Problem description —
Copy out every line of the entries below, character for character, and leave the pictures out.

Listed records —
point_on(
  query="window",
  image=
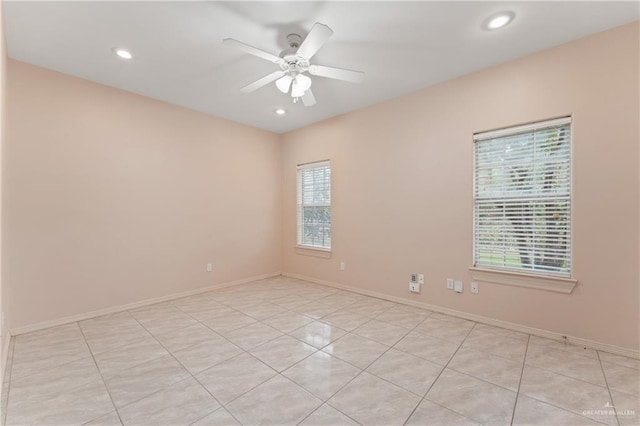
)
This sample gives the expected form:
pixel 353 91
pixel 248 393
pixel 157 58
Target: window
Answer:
pixel 314 205
pixel 522 191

Answer to this exercise —
point_on(
  query="window",
  image=
)
This sample gives the expected form:
pixel 353 91
pixel 248 393
pixel 157 58
Target: window
Answer:
pixel 314 205
pixel 522 191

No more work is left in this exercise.